| Try it |
Write out exactly the lines below that run from the one containing "Exercise. Point out the plastic" through the one containing "Exercise. Point out the long", both included, with no other lines.
Data to process below:
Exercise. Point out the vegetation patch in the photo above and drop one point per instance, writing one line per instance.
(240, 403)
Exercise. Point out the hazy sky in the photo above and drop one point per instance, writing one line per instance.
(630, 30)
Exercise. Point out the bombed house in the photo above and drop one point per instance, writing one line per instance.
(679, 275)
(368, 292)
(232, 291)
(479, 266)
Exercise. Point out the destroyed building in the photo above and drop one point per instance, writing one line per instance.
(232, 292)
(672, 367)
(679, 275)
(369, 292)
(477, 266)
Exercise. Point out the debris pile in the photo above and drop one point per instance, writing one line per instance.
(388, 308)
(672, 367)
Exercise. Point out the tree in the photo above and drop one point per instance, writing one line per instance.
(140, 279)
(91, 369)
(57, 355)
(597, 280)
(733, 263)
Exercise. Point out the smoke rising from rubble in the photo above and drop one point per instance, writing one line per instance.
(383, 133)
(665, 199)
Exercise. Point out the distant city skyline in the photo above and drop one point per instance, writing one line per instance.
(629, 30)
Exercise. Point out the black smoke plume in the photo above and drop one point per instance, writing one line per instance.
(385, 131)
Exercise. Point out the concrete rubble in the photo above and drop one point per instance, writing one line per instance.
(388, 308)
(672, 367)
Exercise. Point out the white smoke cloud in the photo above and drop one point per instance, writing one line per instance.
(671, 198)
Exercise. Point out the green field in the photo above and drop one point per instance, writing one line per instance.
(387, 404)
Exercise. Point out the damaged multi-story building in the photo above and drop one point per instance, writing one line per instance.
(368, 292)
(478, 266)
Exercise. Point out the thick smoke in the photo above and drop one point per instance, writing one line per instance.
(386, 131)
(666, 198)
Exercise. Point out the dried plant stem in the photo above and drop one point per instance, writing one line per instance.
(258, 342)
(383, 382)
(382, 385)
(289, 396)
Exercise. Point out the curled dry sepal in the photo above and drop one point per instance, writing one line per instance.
End of Data to process.
Data to process below:
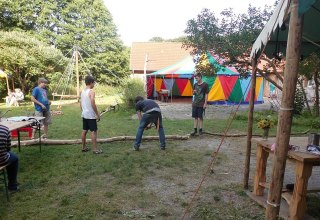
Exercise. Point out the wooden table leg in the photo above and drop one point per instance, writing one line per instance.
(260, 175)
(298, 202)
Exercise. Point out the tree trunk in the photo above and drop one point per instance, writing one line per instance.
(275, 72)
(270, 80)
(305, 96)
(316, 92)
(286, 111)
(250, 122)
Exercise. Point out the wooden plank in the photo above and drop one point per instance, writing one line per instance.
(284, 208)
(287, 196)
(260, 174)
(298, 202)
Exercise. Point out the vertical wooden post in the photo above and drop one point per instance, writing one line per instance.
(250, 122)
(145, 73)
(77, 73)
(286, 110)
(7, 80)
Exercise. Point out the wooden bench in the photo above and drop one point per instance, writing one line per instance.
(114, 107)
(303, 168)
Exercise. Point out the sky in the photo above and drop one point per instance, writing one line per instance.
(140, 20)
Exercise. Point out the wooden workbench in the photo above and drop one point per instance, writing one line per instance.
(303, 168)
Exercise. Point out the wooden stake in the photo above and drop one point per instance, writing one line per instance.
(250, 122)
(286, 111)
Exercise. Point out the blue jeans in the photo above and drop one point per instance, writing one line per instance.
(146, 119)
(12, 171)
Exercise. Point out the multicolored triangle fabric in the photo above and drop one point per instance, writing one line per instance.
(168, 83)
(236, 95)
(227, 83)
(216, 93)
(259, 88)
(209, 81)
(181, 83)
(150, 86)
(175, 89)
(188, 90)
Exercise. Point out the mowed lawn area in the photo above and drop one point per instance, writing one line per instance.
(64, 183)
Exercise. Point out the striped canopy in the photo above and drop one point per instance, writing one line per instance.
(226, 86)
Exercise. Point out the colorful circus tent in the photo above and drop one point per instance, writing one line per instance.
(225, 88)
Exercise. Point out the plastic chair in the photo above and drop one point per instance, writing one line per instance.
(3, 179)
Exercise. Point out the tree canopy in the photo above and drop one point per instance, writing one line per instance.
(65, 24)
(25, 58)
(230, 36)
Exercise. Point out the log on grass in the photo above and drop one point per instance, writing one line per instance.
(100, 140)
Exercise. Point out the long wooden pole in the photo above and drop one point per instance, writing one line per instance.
End of Data to process.
| Result below |
Exercise. Point out the plastic chair in the photo above and drop one point per instance, writing one line per instance.
(3, 179)
Exercise. Point out the tree canopy in the photo above and drop one point per instance, writing one line per instance.
(65, 24)
(25, 58)
(230, 36)
Exercise. Point out the log on grass in the photo above and drop one point per instance, writing one line per instance.
(100, 140)
Exercise. Point out the long wooden pole in the photo above and drop one point per instance, writing one line per instance.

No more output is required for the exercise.